==== Data to process

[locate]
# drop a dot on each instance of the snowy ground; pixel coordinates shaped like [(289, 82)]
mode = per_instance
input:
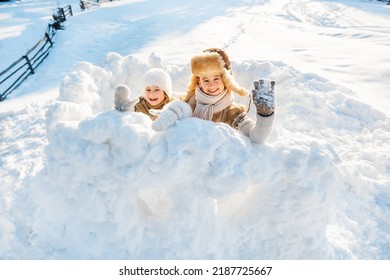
[(81, 181)]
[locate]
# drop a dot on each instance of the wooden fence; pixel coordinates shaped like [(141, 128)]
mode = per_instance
[(88, 4), (20, 70)]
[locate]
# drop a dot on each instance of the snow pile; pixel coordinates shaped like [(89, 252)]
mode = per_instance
[(114, 188)]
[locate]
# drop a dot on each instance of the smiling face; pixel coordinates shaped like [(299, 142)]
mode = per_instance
[(211, 85), (154, 95)]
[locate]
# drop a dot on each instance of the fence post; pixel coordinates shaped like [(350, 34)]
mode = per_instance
[(63, 16), (29, 64), (48, 38)]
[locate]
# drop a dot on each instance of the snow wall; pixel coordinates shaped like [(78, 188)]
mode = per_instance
[(113, 188)]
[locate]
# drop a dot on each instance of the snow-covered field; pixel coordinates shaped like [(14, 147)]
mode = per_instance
[(80, 180)]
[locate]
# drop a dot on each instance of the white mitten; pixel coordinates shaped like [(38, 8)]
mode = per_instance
[(124, 101), (172, 112), (264, 97)]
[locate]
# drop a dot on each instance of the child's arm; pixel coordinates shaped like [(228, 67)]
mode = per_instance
[(257, 131), (264, 100)]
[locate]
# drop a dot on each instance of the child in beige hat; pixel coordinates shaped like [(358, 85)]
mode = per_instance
[(210, 96)]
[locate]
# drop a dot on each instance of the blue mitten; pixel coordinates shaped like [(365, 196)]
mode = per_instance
[(172, 112), (264, 97)]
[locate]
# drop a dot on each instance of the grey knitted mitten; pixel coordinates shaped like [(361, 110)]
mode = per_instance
[(122, 102), (264, 97)]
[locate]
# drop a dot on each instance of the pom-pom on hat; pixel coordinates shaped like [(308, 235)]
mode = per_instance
[(213, 62), (158, 77)]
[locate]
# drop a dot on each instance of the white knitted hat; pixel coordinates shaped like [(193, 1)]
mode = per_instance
[(158, 77)]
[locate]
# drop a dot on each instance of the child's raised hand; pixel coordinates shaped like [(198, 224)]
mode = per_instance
[(264, 97), (172, 112), (124, 101)]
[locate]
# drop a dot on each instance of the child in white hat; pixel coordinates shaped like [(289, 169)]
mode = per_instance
[(210, 96), (156, 93)]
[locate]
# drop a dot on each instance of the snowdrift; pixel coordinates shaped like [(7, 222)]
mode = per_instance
[(112, 188)]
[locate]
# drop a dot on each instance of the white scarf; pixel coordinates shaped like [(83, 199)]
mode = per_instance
[(208, 105)]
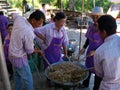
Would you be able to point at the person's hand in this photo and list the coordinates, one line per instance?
(82, 51)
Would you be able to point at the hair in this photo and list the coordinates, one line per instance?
(37, 15)
(1, 13)
(59, 16)
(107, 23)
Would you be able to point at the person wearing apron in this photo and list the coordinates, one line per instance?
(93, 41)
(54, 37)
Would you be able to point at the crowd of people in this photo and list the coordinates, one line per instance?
(101, 39)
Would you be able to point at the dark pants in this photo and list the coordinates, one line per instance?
(97, 81)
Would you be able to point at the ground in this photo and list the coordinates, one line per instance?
(39, 77)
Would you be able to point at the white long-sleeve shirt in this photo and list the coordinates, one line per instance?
(21, 41)
(107, 63)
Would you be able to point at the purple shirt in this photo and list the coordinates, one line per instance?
(107, 63)
(3, 25)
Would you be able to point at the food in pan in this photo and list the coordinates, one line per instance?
(66, 72)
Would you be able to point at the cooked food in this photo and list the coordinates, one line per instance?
(66, 72)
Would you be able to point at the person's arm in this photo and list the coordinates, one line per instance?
(82, 51)
(65, 51)
(98, 64)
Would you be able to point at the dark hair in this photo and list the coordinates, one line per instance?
(37, 15)
(59, 16)
(107, 23)
(11, 24)
(1, 13)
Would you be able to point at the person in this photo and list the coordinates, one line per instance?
(93, 41)
(6, 46)
(52, 18)
(21, 46)
(54, 36)
(43, 9)
(3, 24)
(107, 56)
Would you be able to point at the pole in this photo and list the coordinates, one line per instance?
(3, 69)
(81, 29)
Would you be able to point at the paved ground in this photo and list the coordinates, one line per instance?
(39, 77)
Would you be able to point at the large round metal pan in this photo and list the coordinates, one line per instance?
(84, 76)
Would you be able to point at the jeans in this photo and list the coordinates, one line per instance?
(23, 75)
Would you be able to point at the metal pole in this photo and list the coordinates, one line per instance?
(3, 69)
(81, 29)
(33, 4)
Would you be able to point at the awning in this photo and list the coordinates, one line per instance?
(116, 1)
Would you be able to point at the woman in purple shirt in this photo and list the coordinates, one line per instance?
(53, 37)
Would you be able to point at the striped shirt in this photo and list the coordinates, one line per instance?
(107, 63)
(21, 41)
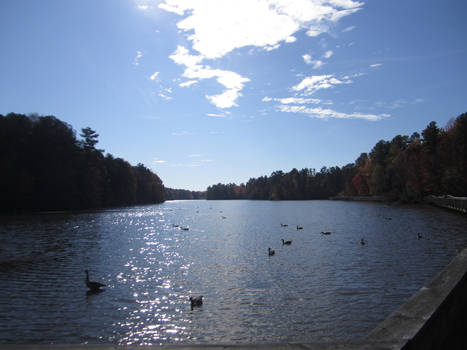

========

The problem
Search the material for lines holding the word "knitted", then say how many there are and nothing more.

Solution
2